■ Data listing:
________________________
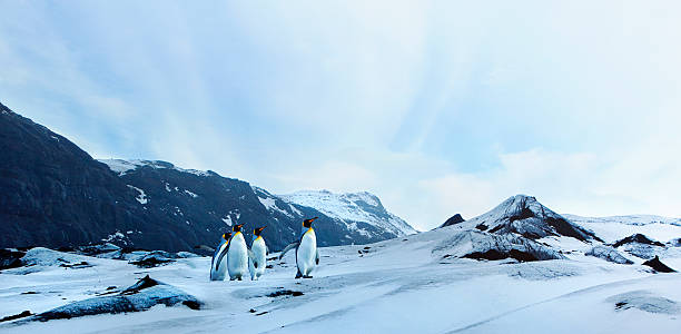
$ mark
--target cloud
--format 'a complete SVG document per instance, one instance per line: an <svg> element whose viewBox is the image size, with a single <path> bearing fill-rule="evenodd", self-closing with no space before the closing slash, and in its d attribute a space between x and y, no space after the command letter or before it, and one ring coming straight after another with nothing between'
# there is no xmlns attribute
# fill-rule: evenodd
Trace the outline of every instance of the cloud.
<svg viewBox="0 0 681 334"><path fill-rule="evenodd" d="M8 2L0 98L97 157L275 193L371 190L420 228L517 193L679 216L679 6Z"/></svg>

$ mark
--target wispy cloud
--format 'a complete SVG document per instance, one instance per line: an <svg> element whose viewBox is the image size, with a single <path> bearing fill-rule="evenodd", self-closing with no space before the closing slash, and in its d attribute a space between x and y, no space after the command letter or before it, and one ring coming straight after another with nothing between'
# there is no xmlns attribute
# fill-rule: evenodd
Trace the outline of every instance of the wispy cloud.
<svg viewBox="0 0 681 334"><path fill-rule="evenodd" d="M675 2L3 2L0 98L99 157L421 228L515 193L680 216Z"/></svg>

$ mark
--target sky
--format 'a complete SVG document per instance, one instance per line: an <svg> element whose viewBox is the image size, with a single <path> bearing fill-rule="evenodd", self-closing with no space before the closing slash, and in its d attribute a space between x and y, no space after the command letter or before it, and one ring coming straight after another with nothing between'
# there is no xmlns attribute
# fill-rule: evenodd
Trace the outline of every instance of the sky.
<svg viewBox="0 0 681 334"><path fill-rule="evenodd" d="M515 194L681 217L678 1L0 9L0 101L96 158L367 190L422 230Z"/></svg>

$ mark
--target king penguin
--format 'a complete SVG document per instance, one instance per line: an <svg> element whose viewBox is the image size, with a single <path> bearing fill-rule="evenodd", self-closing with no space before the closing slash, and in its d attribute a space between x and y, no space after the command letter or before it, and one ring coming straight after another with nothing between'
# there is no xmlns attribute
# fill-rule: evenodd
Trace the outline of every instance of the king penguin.
<svg viewBox="0 0 681 334"><path fill-rule="evenodd" d="M213 261L210 262L210 281L225 281L227 277L227 248L229 247L229 238L231 232L223 234L220 244L215 248Z"/></svg>
<svg viewBox="0 0 681 334"><path fill-rule="evenodd" d="M318 217L303 220L303 228L300 230L300 237L297 242L286 246L279 255L279 259L284 257L286 252L296 248L296 265L298 266L298 273L296 278L312 278L312 272L315 266L319 264L319 250L317 250L317 236L315 229L312 227L312 223Z"/></svg>
<svg viewBox="0 0 681 334"><path fill-rule="evenodd" d="M248 274L248 247L241 234L241 225L231 227L231 238L227 248L227 271L229 281L241 281Z"/></svg>
<svg viewBox="0 0 681 334"><path fill-rule="evenodd" d="M253 230L253 243L250 244L250 252L248 252L248 271L250 272L251 281L258 281L267 266L267 245L260 235L265 227L258 227Z"/></svg>

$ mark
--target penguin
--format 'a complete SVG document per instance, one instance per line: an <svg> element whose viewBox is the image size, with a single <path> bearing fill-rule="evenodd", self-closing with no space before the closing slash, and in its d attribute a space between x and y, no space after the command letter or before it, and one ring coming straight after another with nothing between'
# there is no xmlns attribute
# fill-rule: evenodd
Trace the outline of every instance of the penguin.
<svg viewBox="0 0 681 334"><path fill-rule="evenodd" d="M248 271L250 272L251 281L258 281L267 266L267 245L260 235L265 227L267 226L253 230L253 243L250 244L250 250L248 250Z"/></svg>
<svg viewBox="0 0 681 334"><path fill-rule="evenodd" d="M231 232L223 234L220 244L215 248L213 261L210 262L210 281L225 281L227 276L227 262L225 255L229 247L230 237Z"/></svg>
<svg viewBox="0 0 681 334"><path fill-rule="evenodd" d="M286 252L296 248L296 265L298 273L296 278L312 278L312 272L319 264L319 250L317 249L317 236L312 227L312 223L318 217L303 220L300 237L297 242L292 243L282 250L279 259L284 257Z"/></svg>
<svg viewBox="0 0 681 334"><path fill-rule="evenodd" d="M229 272L229 281L239 279L248 274L248 247L246 239L241 233L241 226L235 225L231 227L231 238L227 248L227 271Z"/></svg>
________________________
■ What the task requires: How many lines in the entries above contain the string "target"? Count only case-sensitive matches and reply with the number alone.

■ Reply: 5